Robert Aish has been at Autodesk for around 18 months now. Formerly working at Bentley Systems, where he designed the Generative Components (GC) layer for MicroStation, Dr Aish opted to move to Autodesk and leave that work behind. This meant he had to start from scratch to develop a new application for computational design on a new platform. To date, the annual Computational Design Symposium, held the day before Autodesk University in Las Vegas, is the only real chance to see what advances Dr Aish’s team has made.

The technology shown at the Computational Design Symposium did not fail to impress, with Dr Aish providing a compressed demonstration of his scripting language, codenamed D Sharp, to produce the complex structures and surfaces of the Metz Pompidou Centre, a competition prize winning design by Shigeru Ban, Jean de Gastines and et Philip Gumuchdjian.

Choosing to model something difficult and real is in keeping with the theme of the event, which aims to showcase existing, completed, work with an array of existing computational solutions. At the inaugural event, Neil Katz of SOM, gave a memorable talk on his work for the World Trade Centre, which involved him creating special programs to explore different options in configurations.

Algorithmic Design

Dr Aish believes that with computing power and 3D, we are at a point of design innovation. Pre-CAD, when designing, an architect would grab a felt tip or pencil and draw. When computers came along the software mainly emulated those old drafting techniques of creating representational 2D geometry. CAD meant we could edit, copy and change the drawings, increasing productivity. This is very similar to what word processing did to writing, but it but did not change the way we write. Drafting tools do not change the way we draw and it is still a surprisingly manual process.

Computational design is designed to take some of these manual tasks away and reduce the risk of handling complexity. A conglomeration of rules defines buildings, for instance, to populate a facade with a specific type of glazing panel, or use specific mullions, the computer can complete all this.

Then there is the ‘what ifs’: should you chose a different glazing solution, or wish to study the impact of a shading solution, testing every option is repetitive and tedious, requiring the redrawing the facade many times, due to the number of different possible options. With technologies like Computational Design, sliders can be created to make geometrical changes to the model, with the computer’s processor taking the strain.

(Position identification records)

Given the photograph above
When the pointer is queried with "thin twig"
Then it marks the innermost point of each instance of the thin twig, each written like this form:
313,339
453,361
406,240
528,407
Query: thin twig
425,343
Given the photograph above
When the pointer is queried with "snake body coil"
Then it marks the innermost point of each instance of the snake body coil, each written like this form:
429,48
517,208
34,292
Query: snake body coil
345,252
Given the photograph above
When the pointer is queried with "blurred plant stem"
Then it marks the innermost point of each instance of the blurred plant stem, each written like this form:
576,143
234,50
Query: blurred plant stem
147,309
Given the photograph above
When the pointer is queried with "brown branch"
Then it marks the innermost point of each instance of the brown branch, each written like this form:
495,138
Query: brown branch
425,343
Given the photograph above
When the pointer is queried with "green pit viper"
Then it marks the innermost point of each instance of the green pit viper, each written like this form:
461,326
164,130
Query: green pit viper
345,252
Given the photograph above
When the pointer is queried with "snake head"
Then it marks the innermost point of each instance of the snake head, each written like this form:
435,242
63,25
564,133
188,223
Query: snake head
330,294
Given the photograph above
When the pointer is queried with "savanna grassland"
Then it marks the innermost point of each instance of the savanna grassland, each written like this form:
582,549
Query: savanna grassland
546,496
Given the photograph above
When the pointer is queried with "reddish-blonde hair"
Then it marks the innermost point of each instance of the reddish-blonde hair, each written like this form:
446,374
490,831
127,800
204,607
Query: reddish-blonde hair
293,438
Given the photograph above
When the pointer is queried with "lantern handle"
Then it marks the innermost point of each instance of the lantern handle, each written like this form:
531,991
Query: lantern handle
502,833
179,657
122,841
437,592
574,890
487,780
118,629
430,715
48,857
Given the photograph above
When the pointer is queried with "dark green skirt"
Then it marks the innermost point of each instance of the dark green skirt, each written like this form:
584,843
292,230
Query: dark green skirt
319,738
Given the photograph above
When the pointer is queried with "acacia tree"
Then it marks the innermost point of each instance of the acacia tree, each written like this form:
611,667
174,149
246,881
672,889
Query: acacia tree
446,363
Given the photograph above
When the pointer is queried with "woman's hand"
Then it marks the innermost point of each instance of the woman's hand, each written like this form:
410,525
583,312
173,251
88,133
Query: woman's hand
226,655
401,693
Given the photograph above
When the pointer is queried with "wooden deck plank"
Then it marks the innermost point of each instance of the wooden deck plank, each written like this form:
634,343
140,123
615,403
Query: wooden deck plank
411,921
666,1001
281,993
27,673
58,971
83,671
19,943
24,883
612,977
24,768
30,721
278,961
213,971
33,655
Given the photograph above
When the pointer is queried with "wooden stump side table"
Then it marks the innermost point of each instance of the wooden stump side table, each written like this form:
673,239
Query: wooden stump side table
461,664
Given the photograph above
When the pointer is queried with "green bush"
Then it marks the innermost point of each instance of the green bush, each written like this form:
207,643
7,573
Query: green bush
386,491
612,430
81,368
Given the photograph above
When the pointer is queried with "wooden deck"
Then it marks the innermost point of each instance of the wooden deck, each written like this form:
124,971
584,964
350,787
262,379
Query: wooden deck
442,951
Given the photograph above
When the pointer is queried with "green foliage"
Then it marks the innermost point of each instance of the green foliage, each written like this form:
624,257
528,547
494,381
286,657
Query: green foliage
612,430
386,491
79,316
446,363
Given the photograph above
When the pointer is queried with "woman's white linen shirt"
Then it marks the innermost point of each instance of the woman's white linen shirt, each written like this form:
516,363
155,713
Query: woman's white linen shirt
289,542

Problems and tasks
[A] List every person named in the article on computational design.
[B] Answer these questions using the article on computational design:
(i) Which company did Robert Aish work for before Autodesk?
(ii) What is the codename of the scripting language he demonstrated?
(iii) Who gave a talk at the inaugural event on his work for the World Trade Centre?
[C] Carry on the article on computational design from its final sentence.
The entries have no connection to the article on computational design.

Answers to the exercises
[A] Robert Aish, Shigeru Ban, Jean de Gastines, Philip Gumuchdjian, Neil Katz

[B]
(i) Bentley Systems
(ii) D Sharp
(iii) Neil Katz of SOM

[C]
This does, however, alter the design process, as the architects or the person creating the design rules for the computational design system needs to analyse and define what make up the building’s important rules before they are scripted into a D Sharp program. This bespoke scripting language will give teams of users the ability to make the design rules themselves.

Vancouver Convention Centre

One of the talks given this year highlighted the benefit of this approach to common problems, specifically curtain walling. The stunning Vancouver Convention Centre design has 150,000 square feet of inclined structural glass curtain wall, which needed to be analysed using advanced Finite Element Analysis (FEA) and then optimised to minimise deflection from its own weight and wind. This end result was a unique curtain wall that is supported by wind trusses hung from the roof structure above.

The new Vancouver Convention Centre Expansion Project in British Columbia opened on April 3, 2009 and is a model in Sustainability. Designed by Seattle-based LMN Architects, it features a six-acre green roof. Featuring 150,000 sq ft of floor-to-ceiling glass throughout the building, the company deployed computational design techniques and analysis to validate the design.
Photos: LMN Architects

The $833 million project was conducted as a Building Information Modelling design, using integrated models and advanced CAD techniques. While BIM brought its challenges, there is little doubt that this steel job would have been more difficult without it. With more than 19,000 unique steel pieces fabricated for the structure, some of an enormous size, it was imperative that the owners, engineers, and fabricators could see what was being built and where conflicts may occur. In the end, communication lines were open and BIM was instrumental in understanding the geometry, minimising the amount of steel required, and solving problems before they happened.


Dr Aish is in the Autodesk’s Platform Group, not the Architecture/ Engineering/ Constructions division, which would indicate that the technology is seen as a core capability that all the verticals could use. It does after all manipulate standard AutoCAD geometry. While much of the emphasis is around architecture and fabrication for that industry, it is clear that Autodesk sees this as potentially beneficial to all its customers.

With the new releases of Autodesk product almost upon us, it would be wild speculation to think that Autodesk is ready to release its computational design tools to the market. Looking at the company’s modus operandi, there should be a lengthy trial on the Autodesk Labs website before any commercial version would be available.

Also, starting from scratch, 18 months is not a lot of time for Dr Aish to flesh out all that would be required. However, the complexity of the Metz model, which was created, albeit in a canned demo, was exceedingly more advanced than any geometry demonstrated in the previous Symposium. I would hazard a guess at seeing something more concrete on Labs in the next 18 months.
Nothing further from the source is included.